» **SUPPLIED PASSAGE**:
## BEGIN

Controversial MİT law litmus test for President Gul

The much-contested law on the National Intelligence Organization (MİT), which was approved in Parliament last week and sent to President Abdullah Gul for approval, will be an important litmus test on the president’s declared respect for the rule of law and personal rights and freedoms.

The MİT law has been harshly criticized as a serious blow to the rule of law as well as rights and freedoms.

The president has less than two weeks to approve or veto the law.

People are curious to see whether the president will give the go-ahead to the law in light of recent signs of tension between him and Prime Minister Recep Tayyip Erdogan over who will be the country’s next president. The prime minister has designs on the presidency, and there are rumors that his attempts to dissuade Gul from running for re-election have put the two at odds.

In an unexpected turn on April 18, Gul publicly announced that he has no future political plans, signaling an earlier-than-expected departure from politics when his term ends in August.

Engin Altay, parliamentary group deputy chairman of the Republication People’s Party (CHP), told Today’s Zaman that Gul’s commitment to the law and the Constitution face a serious test with the MİT law. “We expect the president to veto the law and send it to Parliament for revision,” he said, adding that if the president approves the law, the CHP will challenge it at the Constitutional Court.

Critics say the law will damage Turkey’s democratic credentials and turn the country into an “intelligence state.”

The law allows MİT to conduct operations against possible overseas threats as designated by the Cabinet. MİT will not be accountable for such operations; all responsibility will lie with the civilian government. Under the bill, MİT agents operating under an assumed identity will not be accountable for their activities and MİT agents who infiltrate terrorist organizations will have no criminal liability for crimes committed while undercover.

The bill also authorizes MİT to conduct wiretaps without a court order. MİT will be authorized to wiretap phone conversations overseas on the orders of the undersecretary, who heads the agency, or his aide.

Altay said individual privacy will vanish with the MİT law. “The law authorizes MİT to violate all fundamental rights and freedoms mentioned in the Constitution. The intelligence agency will carry out operations. And its officials will not be punished for losses caused to individuals due to the operations. Prosecutors will not be able to initiate investigations into MİT officials. The law will be ignored,” he said.

MİT will have unfettered access to the archives and databases of every government ministry and will be able to collect massive amounts of data on citizens if the law is enacted. What’s more, the law requires private companies to hand over consumer data and technical equipment upon the agency’s request.

Courts and prosecutors will be able to request from MİT only documents related to state secrets and espionage. They will not be able to request any other documents from the intelligence organization.

Critics of the bill say it will make it easier for MİT to profile citizens.

## END

» **REQUEST 1**:
In the article on the MİT law, condense the paragraph beginning "The law allows MİT to conduct operations" into a bulleted list that keeps its main facts.
» **REQUEST 2**:
Recast as a numbered list the rows from the line containing "Batch task #47: Identify and box every stainless" up to and including the line containing "[126,94,251,338]", leaving out any blank lines.
The article on the MİT law bears no relation to the rows that come after it.

Items from a labeling collection

## BEGIN

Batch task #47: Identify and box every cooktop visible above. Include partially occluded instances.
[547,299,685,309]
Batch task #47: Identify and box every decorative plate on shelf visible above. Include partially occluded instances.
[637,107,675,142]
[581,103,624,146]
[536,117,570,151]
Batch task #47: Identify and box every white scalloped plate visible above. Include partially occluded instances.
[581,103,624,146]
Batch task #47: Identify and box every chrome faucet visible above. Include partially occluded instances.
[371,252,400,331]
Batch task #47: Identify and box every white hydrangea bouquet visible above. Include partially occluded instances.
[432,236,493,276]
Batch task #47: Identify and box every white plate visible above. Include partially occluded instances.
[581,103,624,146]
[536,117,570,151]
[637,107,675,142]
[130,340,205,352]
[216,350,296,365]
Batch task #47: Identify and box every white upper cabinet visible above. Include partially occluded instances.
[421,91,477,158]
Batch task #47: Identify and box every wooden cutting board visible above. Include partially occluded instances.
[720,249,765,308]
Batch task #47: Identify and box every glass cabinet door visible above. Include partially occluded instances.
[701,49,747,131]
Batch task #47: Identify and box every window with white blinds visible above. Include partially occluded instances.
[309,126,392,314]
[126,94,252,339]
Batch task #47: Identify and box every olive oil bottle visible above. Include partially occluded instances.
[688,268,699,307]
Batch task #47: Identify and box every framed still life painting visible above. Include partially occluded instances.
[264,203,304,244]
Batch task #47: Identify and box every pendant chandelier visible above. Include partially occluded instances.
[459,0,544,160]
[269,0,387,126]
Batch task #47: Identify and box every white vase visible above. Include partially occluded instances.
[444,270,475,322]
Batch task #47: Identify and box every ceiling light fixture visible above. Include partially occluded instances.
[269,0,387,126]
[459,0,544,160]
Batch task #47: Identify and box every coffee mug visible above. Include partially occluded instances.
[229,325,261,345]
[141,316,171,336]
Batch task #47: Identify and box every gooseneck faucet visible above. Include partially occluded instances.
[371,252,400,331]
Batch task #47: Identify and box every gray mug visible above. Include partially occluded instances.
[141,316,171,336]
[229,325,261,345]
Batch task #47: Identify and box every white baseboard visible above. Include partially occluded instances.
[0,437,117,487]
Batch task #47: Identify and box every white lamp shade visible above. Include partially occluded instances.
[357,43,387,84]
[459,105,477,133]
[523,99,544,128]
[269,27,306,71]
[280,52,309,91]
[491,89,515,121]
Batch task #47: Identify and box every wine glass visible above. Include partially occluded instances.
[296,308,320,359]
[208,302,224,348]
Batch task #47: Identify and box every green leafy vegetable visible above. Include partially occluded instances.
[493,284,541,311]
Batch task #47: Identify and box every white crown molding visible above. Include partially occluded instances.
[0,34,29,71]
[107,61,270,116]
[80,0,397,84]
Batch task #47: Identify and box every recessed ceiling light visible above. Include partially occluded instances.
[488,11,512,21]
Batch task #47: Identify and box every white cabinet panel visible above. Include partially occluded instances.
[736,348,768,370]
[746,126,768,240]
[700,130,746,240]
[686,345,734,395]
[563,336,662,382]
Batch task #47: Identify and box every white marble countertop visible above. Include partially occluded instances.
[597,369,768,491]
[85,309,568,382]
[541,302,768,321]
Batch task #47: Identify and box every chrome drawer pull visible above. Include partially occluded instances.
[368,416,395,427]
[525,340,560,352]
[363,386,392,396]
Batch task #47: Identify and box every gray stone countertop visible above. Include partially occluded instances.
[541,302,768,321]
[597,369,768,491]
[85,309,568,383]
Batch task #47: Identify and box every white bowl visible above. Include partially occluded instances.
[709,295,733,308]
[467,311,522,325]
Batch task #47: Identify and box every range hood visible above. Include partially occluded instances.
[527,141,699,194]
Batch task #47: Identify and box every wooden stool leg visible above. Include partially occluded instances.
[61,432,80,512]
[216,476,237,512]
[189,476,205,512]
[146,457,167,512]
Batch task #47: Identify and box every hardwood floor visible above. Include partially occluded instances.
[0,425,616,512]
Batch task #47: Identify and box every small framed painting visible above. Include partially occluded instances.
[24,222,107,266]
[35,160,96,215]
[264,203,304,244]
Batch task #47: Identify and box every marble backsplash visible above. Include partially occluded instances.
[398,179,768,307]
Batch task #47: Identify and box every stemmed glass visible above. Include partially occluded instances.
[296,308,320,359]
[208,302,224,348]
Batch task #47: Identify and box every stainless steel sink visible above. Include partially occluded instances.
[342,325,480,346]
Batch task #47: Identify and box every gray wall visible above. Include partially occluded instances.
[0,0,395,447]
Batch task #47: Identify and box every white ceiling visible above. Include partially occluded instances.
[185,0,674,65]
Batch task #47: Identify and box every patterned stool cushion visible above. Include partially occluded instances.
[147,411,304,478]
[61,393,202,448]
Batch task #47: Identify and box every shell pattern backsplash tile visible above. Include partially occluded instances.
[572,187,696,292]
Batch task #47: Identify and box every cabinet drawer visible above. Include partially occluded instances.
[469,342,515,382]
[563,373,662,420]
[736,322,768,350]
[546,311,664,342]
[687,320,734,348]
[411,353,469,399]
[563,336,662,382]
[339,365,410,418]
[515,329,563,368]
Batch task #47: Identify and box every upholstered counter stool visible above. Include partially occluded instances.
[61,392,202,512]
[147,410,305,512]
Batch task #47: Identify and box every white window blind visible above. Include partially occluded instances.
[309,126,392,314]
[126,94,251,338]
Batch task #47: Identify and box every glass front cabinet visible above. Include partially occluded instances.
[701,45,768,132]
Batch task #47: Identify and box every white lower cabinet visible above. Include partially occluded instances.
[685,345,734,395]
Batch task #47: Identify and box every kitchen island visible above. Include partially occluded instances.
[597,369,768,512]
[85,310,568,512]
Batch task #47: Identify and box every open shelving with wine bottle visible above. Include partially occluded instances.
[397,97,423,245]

## END

» **TASK OUTPUT 1**:
- MİT may conduct operations against possible overseas threats as designated by the Cabinet.
- MİT is not accountable for such operations; all responsibility lies with the civilian government.
- MİT agents operating under an assumed identity are not accountable for their activities.
- MİT agents who infiltrate terrorist organizations have no criminal liability for crimes committed while undercover.

» **TASK OUTPUT 2**:
1. Batch task #47: Identify and box every stainless steel sink visible above. Include partially occluded instances.
2. [342,325,480,346]
3. Batch task #47: Identify and box every gray wall visible above. Include partially occluded instances.
4. [0,0,395,447]
5. Batch task #47: Identify and box every white ceiling visible above. Include partially occluded instances.
6. [185,0,674,65]
7. Batch task #47: Identify and box every patterned stool cushion visible above. Include partially occluded instances.
8. [147,411,304,478]
9. [61,393,202,448]
10. Batch task #47: Identify and box every shell pattern backsplash tile visible above. Include partially occluded instances.
11. [572,187,696,292]
12. Batch task #47: Identify and box every cabinet drawer visible above. Include partially occluded instances.
13. [469,342,515,382]
14. [563,373,662,420]
15. [736,322,768,350]
16. [546,311,664,342]
17. [687,320,734,348]
18. [411,353,469,399]
19. [563,336,662,382]
20. [339,365,410,418]
21. [515,329,563,368]
22. Batch task #47: Identify and box every upholstered counter stool visible above. Include partially occluded instances.
23. [61,392,202,512]
24. [147,410,305,512]
25. Batch task #47: Identify and box every white window blind visible above. Include partially occluded instances.
26. [309,126,392,314]
27. [126,94,251,338]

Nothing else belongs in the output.